**WORK TO DO:**
Copy out only those lines running from the line with "Task: pick out red" to the end of the listing, keeping each one exactly as it is.

☆ ☆ ☆ ☆

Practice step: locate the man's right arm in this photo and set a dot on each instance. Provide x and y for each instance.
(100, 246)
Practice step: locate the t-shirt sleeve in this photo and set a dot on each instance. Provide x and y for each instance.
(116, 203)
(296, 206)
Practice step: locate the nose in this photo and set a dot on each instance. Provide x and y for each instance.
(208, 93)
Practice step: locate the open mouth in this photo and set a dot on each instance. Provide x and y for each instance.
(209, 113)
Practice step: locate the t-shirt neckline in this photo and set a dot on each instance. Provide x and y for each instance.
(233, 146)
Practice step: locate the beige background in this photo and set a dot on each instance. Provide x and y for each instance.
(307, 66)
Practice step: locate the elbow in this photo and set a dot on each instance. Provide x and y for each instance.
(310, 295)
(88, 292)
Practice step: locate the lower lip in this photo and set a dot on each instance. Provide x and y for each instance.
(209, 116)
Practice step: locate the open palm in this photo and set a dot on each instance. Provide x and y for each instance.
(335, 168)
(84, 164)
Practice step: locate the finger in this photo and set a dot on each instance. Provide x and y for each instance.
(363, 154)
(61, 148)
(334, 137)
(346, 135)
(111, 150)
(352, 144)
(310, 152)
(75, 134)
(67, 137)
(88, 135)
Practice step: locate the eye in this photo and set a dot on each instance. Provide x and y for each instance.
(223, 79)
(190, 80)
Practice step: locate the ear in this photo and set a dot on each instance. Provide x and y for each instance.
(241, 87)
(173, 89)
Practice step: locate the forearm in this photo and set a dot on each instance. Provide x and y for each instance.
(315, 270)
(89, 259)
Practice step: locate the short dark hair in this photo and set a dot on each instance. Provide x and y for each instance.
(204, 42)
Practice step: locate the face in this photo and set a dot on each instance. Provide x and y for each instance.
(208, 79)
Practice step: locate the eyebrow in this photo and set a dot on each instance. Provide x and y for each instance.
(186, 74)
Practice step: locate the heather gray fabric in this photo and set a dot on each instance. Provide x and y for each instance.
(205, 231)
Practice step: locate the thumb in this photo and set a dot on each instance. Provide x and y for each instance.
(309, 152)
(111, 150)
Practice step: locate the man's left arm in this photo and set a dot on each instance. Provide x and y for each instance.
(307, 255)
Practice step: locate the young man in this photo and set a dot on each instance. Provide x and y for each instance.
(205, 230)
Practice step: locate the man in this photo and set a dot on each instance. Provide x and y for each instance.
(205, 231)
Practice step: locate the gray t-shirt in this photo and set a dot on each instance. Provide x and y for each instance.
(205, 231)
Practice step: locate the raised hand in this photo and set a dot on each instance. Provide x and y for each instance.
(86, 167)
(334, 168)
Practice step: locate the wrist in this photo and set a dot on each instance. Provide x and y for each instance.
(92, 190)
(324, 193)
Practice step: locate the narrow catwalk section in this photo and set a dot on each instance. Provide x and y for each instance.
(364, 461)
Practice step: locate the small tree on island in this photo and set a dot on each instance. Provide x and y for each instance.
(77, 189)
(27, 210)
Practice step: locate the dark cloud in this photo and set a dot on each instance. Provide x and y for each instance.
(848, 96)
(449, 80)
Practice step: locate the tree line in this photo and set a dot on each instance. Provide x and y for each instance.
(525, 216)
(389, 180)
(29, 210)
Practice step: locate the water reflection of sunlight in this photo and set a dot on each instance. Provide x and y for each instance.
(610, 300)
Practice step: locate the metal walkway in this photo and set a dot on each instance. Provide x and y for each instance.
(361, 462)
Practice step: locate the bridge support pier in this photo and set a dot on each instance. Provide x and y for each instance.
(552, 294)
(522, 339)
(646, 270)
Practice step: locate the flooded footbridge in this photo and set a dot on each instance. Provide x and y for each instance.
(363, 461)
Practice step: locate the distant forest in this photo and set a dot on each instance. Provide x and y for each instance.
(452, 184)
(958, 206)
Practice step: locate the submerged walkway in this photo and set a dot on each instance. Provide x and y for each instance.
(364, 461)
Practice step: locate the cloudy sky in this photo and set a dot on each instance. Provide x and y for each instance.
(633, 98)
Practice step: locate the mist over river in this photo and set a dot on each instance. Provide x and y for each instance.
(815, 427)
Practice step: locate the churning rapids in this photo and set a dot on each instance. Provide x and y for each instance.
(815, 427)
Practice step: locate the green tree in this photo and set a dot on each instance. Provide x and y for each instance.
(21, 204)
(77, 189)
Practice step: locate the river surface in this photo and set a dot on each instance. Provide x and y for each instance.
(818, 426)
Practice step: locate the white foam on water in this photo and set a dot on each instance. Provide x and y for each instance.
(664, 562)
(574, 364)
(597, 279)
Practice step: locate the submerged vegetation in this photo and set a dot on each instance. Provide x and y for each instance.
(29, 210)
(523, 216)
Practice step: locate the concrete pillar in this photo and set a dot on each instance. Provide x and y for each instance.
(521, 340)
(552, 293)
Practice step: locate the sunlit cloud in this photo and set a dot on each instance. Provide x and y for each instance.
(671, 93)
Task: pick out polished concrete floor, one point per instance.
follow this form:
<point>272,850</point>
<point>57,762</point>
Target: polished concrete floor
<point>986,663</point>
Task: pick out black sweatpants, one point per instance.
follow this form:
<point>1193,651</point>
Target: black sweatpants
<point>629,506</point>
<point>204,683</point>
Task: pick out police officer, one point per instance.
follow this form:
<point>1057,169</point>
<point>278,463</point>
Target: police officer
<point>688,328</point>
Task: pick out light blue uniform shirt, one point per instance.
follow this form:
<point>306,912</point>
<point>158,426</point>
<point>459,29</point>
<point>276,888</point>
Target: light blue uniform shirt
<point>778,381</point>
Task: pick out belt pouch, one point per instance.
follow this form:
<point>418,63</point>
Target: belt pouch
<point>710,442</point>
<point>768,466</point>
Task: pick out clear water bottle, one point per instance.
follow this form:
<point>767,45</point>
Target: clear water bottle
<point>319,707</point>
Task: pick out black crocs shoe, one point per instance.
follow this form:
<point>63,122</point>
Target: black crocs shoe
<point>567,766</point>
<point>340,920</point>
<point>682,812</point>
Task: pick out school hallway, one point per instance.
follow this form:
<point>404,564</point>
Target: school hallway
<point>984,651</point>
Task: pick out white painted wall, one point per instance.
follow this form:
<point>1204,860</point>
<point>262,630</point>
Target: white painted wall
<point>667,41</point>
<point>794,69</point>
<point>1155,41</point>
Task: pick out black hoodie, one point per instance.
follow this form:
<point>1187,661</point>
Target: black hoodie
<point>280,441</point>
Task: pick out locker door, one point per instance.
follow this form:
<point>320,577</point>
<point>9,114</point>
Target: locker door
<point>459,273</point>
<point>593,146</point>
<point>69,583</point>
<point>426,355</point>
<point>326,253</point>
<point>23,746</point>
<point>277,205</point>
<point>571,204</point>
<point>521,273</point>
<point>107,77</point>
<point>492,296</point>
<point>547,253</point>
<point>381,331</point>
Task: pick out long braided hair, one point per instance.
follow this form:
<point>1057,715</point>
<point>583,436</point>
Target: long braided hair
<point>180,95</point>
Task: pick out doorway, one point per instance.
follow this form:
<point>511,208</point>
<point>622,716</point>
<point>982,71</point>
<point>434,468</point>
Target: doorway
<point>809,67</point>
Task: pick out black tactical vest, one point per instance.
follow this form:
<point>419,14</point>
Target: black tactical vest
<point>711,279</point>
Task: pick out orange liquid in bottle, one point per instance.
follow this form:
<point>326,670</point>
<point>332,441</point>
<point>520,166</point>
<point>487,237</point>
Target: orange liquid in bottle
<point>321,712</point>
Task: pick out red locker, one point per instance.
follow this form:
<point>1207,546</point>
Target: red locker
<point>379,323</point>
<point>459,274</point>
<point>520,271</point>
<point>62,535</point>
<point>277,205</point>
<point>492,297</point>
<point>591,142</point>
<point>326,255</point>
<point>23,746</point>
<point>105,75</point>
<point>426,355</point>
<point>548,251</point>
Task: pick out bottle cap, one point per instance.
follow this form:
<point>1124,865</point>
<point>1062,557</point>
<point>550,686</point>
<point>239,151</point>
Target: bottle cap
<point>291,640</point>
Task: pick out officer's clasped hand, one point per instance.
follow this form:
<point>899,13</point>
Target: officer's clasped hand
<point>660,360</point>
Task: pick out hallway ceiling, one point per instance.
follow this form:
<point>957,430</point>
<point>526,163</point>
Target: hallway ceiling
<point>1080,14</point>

☆ ☆ ☆ ☆

**THE RESULT:**
Task: pick out red locker, one point per instance.
follow this form:
<point>1207,546</point>
Target: red locker
<point>379,323</point>
<point>459,274</point>
<point>520,271</point>
<point>62,535</point>
<point>277,205</point>
<point>492,297</point>
<point>591,142</point>
<point>326,255</point>
<point>23,746</point>
<point>105,75</point>
<point>426,355</point>
<point>548,251</point>
Task: pick out bottle cap, one point per instance.
follow this form:
<point>1124,865</point>
<point>1062,557</point>
<point>550,686</point>
<point>239,151</point>
Target: bottle cap
<point>291,640</point>
Task: pick out officer's clasped hand, one point per instance.
follow this form:
<point>899,13</point>
Target: officer's clasped hand
<point>660,360</point>
Task: pick out hallway ceiling, one point per instance.
follow this form:
<point>957,430</point>
<point>526,163</point>
Target: hallway ceiling
<point>1080,14</point>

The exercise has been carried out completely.